On a Winter Scene by Pieter Bruegel the Elder

How Can We Be Composed?: Bruegel’s Hunters in the Snow

By Nancy Huntting

I love this painting, Hunters in the Snow, by Pieter Bruegel, the great Flemish painter of the 16th century—

Hunters in the Snow, by Pieter Bruegel

Bruegel shows a vast, snow-covered landscape. We see a valley full of ponds, a winding river, steeply roofed houses and steepled churches, many people skating, many trees and hills, and some of the sharpest mountain crags ever. Down below on the right there’s a mill with its wheel frozen, and people working near it—

Bruegel, Hunters in the Snow, detail

—to the left there’s a blazing wind-blown fire with a family working around it. There are black birds perched, observing in different directions on the tree branches and one flying with wings outstretched. And there are the three hunters returning with their pack of varied dogs.

Bruegel, Hunters in the Snow, detail

With all its diversity and activity, surprisingly, a person feels composed looking at this painting—and I’ll try to show why.

+ + + + +

* **Exercise**
Reproduce the full essay on Bruegel's Hunters in the Snow word for word.

+ + + + +

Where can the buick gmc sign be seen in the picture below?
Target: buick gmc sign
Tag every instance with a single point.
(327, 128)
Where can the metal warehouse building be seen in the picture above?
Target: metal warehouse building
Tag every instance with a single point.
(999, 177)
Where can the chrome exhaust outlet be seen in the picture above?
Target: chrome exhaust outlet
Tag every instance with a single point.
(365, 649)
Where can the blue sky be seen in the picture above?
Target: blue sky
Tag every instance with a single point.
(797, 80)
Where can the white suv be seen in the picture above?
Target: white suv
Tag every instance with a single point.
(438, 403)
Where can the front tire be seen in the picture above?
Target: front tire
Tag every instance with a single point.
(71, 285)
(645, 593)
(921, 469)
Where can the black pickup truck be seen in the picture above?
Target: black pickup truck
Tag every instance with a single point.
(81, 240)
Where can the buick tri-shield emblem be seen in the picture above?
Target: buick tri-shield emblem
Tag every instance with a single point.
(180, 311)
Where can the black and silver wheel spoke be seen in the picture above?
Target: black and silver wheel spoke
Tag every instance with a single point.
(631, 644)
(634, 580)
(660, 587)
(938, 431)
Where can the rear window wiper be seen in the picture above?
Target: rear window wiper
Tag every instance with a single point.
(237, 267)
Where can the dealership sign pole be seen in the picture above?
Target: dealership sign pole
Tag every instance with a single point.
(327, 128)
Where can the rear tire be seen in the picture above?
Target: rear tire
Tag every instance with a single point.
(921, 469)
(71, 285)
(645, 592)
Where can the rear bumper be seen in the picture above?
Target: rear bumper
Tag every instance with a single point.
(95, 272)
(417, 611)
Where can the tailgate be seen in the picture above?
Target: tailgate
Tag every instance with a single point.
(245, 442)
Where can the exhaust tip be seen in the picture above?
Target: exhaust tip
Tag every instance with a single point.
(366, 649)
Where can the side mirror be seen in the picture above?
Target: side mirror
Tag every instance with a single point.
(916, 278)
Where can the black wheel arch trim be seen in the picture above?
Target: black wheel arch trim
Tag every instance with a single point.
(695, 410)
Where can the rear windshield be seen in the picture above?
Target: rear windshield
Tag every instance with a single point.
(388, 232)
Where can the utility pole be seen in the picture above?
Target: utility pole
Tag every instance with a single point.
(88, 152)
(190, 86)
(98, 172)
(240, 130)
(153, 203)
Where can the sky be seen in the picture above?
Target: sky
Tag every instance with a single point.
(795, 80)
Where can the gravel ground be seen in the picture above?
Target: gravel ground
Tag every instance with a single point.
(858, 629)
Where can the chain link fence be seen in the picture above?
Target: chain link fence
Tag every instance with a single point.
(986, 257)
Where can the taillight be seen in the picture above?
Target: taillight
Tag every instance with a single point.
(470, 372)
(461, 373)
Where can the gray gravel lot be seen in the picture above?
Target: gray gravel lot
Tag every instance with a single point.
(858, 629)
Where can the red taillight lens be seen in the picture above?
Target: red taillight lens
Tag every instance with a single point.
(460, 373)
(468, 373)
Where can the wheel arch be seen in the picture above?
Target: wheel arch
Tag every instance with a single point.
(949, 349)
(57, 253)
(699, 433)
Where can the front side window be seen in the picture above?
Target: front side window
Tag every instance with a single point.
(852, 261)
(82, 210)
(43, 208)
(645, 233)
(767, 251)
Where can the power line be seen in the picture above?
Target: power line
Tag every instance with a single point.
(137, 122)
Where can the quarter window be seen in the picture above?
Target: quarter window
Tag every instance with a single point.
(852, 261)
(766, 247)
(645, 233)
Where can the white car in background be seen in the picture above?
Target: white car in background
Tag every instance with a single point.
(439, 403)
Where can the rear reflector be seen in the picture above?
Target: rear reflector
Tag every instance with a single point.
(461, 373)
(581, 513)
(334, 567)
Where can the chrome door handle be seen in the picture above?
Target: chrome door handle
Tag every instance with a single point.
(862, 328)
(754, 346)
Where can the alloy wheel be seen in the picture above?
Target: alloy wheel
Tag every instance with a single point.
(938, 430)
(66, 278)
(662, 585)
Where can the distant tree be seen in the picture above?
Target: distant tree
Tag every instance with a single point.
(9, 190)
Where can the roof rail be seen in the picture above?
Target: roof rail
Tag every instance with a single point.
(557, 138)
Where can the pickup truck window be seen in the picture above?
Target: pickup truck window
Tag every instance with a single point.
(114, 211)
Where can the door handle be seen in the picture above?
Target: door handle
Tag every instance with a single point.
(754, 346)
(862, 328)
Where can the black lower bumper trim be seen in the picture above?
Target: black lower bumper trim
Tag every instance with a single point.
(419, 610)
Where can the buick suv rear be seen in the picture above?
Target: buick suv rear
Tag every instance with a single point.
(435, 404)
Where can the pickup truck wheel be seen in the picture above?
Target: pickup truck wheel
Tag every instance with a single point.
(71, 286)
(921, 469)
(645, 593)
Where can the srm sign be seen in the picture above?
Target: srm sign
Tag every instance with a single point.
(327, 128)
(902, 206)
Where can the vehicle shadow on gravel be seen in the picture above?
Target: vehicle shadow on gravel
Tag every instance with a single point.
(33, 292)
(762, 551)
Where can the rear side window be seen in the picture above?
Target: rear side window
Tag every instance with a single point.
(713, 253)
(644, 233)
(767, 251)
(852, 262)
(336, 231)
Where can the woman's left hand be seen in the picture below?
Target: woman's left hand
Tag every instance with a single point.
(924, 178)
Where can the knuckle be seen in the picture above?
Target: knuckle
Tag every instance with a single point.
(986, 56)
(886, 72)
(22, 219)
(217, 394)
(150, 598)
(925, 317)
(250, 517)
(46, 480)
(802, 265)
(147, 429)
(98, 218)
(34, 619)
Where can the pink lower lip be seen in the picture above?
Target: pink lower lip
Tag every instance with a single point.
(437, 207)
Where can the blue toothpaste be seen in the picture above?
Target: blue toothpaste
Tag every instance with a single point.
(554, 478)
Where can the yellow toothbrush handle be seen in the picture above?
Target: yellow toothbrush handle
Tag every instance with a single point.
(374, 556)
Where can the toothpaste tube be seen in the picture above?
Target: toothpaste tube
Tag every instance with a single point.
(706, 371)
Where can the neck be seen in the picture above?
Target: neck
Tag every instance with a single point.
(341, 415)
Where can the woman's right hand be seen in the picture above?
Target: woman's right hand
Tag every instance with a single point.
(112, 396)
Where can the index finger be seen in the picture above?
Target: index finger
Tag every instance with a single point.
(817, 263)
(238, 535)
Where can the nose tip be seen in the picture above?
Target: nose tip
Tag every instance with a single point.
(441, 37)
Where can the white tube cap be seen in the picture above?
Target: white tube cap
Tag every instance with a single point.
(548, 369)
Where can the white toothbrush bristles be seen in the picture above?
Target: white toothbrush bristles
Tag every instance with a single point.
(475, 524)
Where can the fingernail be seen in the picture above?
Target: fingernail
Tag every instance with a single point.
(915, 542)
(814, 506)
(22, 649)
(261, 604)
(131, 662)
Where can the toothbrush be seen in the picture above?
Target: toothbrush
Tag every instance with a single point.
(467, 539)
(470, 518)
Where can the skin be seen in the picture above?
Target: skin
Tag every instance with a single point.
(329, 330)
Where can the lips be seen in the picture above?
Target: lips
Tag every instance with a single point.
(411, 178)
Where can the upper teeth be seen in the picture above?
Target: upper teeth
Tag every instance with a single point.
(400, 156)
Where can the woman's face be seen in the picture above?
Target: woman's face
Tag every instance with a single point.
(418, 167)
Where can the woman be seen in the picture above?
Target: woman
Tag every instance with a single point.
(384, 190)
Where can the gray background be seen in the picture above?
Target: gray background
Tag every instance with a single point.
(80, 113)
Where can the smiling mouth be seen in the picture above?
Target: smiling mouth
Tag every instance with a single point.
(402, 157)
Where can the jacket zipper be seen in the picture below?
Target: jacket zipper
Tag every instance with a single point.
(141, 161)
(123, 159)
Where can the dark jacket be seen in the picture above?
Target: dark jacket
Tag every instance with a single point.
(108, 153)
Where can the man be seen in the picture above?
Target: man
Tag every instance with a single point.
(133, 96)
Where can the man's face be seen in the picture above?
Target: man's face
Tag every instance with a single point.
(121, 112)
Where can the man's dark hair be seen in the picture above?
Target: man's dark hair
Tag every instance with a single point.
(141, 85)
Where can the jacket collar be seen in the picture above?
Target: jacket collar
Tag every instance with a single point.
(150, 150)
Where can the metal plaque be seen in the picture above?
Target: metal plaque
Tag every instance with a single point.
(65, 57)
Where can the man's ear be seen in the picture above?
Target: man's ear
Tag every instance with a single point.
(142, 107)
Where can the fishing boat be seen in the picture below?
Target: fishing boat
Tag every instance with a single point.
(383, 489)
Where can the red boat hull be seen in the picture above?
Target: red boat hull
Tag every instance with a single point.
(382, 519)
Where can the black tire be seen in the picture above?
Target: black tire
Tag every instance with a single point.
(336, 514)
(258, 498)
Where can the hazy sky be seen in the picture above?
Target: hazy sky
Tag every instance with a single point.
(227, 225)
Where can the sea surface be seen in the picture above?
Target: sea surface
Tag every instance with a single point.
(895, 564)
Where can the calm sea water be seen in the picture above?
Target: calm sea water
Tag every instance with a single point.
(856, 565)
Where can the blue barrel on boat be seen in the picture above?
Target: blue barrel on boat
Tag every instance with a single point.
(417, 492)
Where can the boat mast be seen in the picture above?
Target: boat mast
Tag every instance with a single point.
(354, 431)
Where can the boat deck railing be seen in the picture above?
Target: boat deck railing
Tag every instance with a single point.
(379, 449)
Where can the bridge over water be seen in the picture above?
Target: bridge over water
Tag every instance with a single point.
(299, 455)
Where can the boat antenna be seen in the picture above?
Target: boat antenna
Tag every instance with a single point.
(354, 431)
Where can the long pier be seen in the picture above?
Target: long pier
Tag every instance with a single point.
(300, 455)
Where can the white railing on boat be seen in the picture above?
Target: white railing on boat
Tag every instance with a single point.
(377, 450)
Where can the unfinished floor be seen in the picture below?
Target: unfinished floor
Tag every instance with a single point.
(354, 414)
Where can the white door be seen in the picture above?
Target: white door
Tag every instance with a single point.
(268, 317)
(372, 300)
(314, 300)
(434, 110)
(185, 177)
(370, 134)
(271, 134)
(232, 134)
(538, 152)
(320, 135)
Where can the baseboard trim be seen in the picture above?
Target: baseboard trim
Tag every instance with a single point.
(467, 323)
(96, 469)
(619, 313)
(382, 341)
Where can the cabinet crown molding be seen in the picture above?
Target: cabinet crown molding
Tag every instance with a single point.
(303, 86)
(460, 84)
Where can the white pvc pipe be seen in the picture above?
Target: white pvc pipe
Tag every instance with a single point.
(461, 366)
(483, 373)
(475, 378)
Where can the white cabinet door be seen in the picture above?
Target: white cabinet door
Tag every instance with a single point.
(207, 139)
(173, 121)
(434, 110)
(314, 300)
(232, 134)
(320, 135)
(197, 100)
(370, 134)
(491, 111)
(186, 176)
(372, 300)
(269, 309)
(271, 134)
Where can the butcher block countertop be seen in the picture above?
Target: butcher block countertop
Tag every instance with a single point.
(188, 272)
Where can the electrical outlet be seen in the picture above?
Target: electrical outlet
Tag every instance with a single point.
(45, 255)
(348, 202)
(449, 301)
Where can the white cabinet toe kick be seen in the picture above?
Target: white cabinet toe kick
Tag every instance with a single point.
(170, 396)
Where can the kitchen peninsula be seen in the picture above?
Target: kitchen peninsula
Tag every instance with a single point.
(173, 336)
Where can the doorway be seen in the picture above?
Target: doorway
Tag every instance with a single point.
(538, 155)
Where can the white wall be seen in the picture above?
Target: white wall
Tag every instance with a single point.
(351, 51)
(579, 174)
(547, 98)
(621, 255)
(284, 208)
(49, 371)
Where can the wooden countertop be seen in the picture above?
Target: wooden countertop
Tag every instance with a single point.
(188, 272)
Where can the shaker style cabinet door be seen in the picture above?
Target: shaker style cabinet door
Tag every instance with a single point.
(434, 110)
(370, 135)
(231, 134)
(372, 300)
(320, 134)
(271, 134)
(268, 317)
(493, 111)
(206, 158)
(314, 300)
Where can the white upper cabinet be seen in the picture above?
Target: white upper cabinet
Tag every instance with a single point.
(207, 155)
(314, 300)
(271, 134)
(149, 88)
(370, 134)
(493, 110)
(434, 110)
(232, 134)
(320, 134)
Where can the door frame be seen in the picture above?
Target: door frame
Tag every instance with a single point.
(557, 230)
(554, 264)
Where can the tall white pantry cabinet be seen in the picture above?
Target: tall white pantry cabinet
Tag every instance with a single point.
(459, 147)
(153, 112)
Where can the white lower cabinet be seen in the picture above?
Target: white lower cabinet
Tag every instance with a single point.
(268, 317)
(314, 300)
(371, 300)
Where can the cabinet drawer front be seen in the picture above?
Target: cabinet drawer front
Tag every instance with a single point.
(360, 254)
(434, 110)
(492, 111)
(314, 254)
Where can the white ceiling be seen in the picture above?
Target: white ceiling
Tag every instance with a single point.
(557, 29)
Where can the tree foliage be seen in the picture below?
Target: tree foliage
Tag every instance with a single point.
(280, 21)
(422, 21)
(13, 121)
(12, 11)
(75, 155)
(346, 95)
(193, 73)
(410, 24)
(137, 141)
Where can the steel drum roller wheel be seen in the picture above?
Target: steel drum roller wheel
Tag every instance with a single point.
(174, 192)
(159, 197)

+ + + + +

* **Answer in full**
On a Winter Scene by Pieter Bruegel the Elder

How Can We Be Composed?: Bruegel’s Hunters in the Snow

By Nancy Huntting

I love this painting, Hunters in the Snow, by Pieter Bruegel, the great Flemish painter of the 16th century—

Hunters in the Snow, by Pieter Bruegel

Bruegel shows a vast, snow-covered landscape. We see a valley full of ponds, a winding river, steeply roofed houses and steepled churches, many people skating, many trees and hills, and some of the sharpest mountain crags ever. Down below on the right there’s a mill with its wheel frozen, and people working near it—

Bruegel, Hunters in the Snow, detail

—to the left there’s a blazing wind-blown fire with a family working around it. There are black birds perched, observing in different directions on the tree branches and one flying with wings outstretched. And there are the three hunters returning with their pack of varied dogs.

Bruegel, Hunters in the Snow, detail

With all its diversity and activity, surprisingly, a person feels composed looking at this painting—and I’ll try to show why.